═══ RECORDED INFORMATION
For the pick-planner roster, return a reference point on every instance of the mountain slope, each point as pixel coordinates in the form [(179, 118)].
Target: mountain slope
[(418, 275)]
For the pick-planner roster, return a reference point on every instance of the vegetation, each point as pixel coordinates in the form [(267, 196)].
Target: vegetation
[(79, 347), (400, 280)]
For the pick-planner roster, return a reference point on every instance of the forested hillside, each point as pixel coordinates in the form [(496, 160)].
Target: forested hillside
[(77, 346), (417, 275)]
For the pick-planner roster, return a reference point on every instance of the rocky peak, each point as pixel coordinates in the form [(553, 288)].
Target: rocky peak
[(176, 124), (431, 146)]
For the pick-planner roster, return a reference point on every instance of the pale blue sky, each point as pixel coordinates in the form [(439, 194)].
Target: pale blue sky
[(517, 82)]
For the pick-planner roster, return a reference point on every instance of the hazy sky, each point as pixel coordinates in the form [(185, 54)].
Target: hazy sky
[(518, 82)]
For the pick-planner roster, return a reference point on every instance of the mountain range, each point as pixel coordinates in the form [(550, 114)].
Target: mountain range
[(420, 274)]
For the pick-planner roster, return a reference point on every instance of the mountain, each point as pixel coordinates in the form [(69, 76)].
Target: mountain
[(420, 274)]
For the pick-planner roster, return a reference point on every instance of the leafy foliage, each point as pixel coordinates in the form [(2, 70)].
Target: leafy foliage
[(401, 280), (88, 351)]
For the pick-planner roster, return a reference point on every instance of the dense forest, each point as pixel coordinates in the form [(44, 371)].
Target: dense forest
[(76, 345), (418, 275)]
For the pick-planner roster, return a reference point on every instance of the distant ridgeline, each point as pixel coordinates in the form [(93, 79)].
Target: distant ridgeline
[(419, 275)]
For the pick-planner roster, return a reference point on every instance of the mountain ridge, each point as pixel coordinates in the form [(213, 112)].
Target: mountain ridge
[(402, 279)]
══════
§ **EXERCISE GOAL**: Put every line of the records above into a JSON list of strings, one string per line, leaving out blank lines.

§ **ANSWER**:
[
  "For the pick-planner roster, return a reference point on every instance of the mountain slope, each point as pixel coordinates in the form [(179, 118)].",
  "Target: mountain slope",
  "[(418, 275)]",
  "For the pick-planner roster, return a reference point on every instance of the vegetation, each point as pixel coordinates in the form [(267, 196)].",
  "Target: vegetation",
  "[(79, 347), (400, 280)]",
  "For the pick-planner roster, return a reference point on every instance of the forested hillside, each point as pixel coordinates in the form [(496, 160)].",
  "Target: forested hillside",
  "[(77, 346), (417, 275)]",
  "For the pick-planner roster, return a reference point on every instance of the rocky peak, each point as pixel coordinates in the form [(553, 288)].",
  "Target: rocky peak",
  "[(176, 124), (431, 146)]",
  "For the pick-planner roster, return a reference point on every instance of the pale blue sky, each point as pixel coordinates in the form [(439, 194)].",
  "Target: pale blue sky",
  "[(517, 82)]",
  "For the pick-planner roster, return a reference point on every instance of the hazy sky, each point as pixel coordinates in the form [(185, 54)].",
  "Target: hazy sky",
  "[(518, 82)]",
  "For the pick-planner roster, return a reference point on every instance of the mountain range, each point as pixel coordinates in the form [(550, 114)].",
  "Target: mountain range",
  "[(420, 274)]",
  "For the pick-planner roster, return a reference point on every instance of the mountain, each point as pixel coordinates in the form [(69, 76)].",
  "Target: mountain",
  "[(420, 274)]",
  "For the pick-planner roster, return a reference point on every instance of the leafy foliage, each point as pixel coordinates in the form [(2, 70)].",
  "Target: leafy foliage",
  "[(401, 280), (88, 351)]",
  "For the pick-planner roster, return a reference point on every instance of the dense forest, each point as pixel coordinates in the form [(44, 371)].",
  "Target: dense forest",
  "[(76, 345), (418, 275)]",
  "For the pick-planner roster, return a reference point on every instance of the distant ridgeline, each point as pixel coordinates in the form [(93, 79)].",
  "Target: distant ridgeline",
  "[(419, 275)]",
  "For the pick-planner roster, return a reference point on every instance of the mountain ridge, each point as pixel coordinates in the form [(213, 112)].",
  "Target: mountain ridge",
  "[(402, 279)]"
]